◆ Task description
Reproduce, character for character, the lines from the one containing "For the roadside" to the one containing "(737, 1165)", both included.

◆ Extracted data

-*-

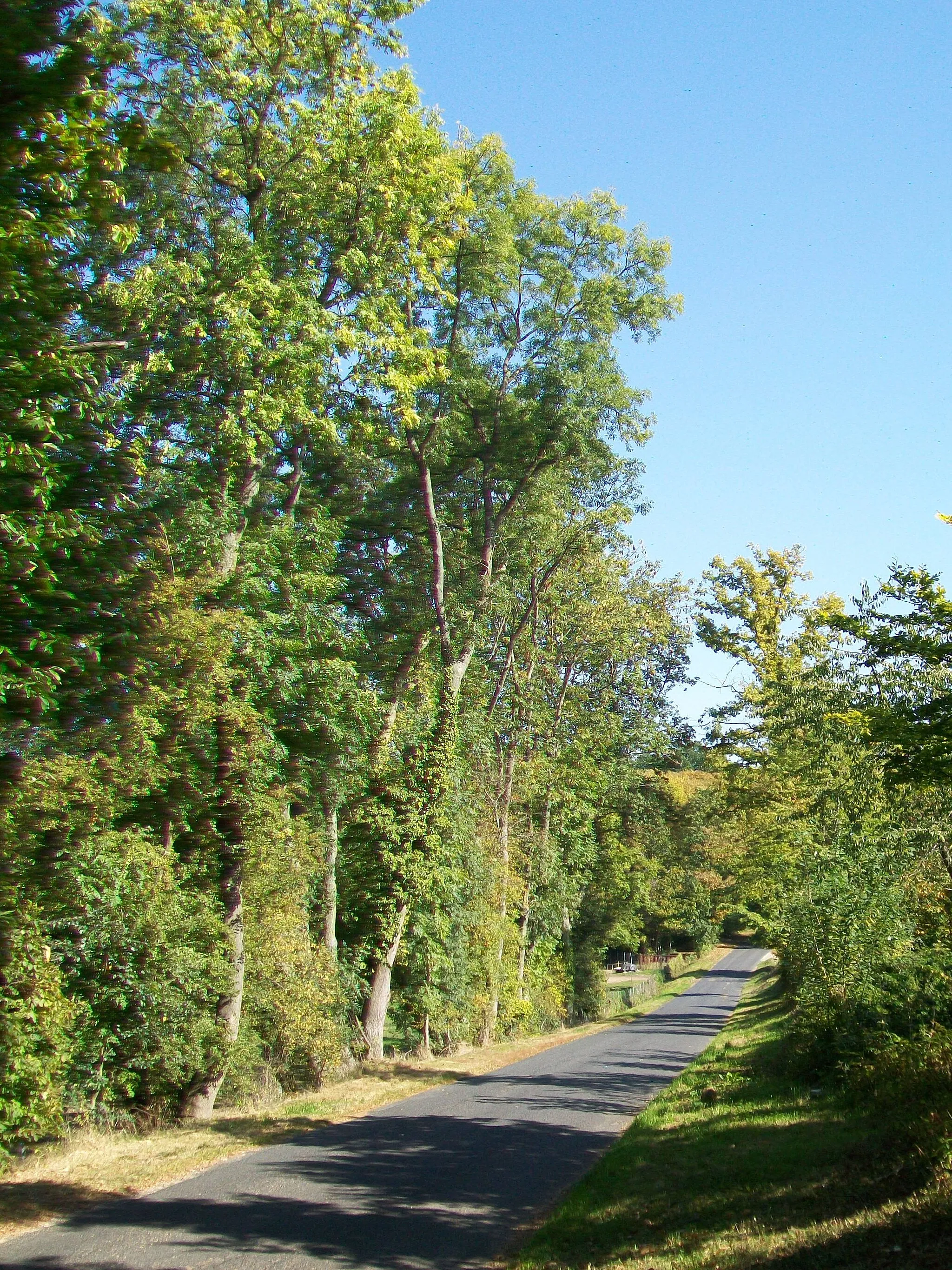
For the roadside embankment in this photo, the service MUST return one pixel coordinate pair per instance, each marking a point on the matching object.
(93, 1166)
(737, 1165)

-*-

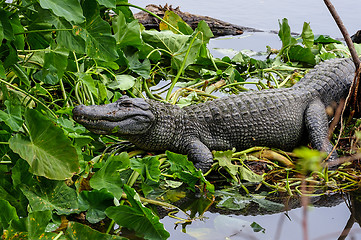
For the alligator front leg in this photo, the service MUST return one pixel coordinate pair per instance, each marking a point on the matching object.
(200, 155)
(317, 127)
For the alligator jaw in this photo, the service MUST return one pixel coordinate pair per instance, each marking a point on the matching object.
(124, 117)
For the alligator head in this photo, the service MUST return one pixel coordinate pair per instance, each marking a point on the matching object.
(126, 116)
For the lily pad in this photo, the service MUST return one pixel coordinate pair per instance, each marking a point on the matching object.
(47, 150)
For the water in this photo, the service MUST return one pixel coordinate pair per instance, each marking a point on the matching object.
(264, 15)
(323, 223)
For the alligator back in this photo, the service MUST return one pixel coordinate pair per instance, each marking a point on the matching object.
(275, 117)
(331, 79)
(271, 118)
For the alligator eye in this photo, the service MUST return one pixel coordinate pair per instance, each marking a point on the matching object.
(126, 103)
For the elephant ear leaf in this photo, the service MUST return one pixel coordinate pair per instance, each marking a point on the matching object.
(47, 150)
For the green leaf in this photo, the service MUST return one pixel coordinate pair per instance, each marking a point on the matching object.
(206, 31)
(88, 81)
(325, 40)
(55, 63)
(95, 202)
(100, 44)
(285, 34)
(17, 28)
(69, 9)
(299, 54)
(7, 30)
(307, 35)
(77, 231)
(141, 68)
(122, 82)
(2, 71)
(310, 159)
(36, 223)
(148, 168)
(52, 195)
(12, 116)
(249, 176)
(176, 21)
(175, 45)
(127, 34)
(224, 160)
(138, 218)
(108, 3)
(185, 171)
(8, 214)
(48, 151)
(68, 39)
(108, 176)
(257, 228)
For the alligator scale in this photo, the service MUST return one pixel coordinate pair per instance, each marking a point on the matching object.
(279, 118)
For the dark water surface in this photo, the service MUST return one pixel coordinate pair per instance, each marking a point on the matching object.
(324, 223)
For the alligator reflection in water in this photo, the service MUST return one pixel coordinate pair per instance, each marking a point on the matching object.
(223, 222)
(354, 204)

-*-

◆ Output
For the roadside embankment in this photo, the service MUST return one pixel coordinate pair per instance, each marking a point on the matching object.
(93, 1166)
(737, 1165)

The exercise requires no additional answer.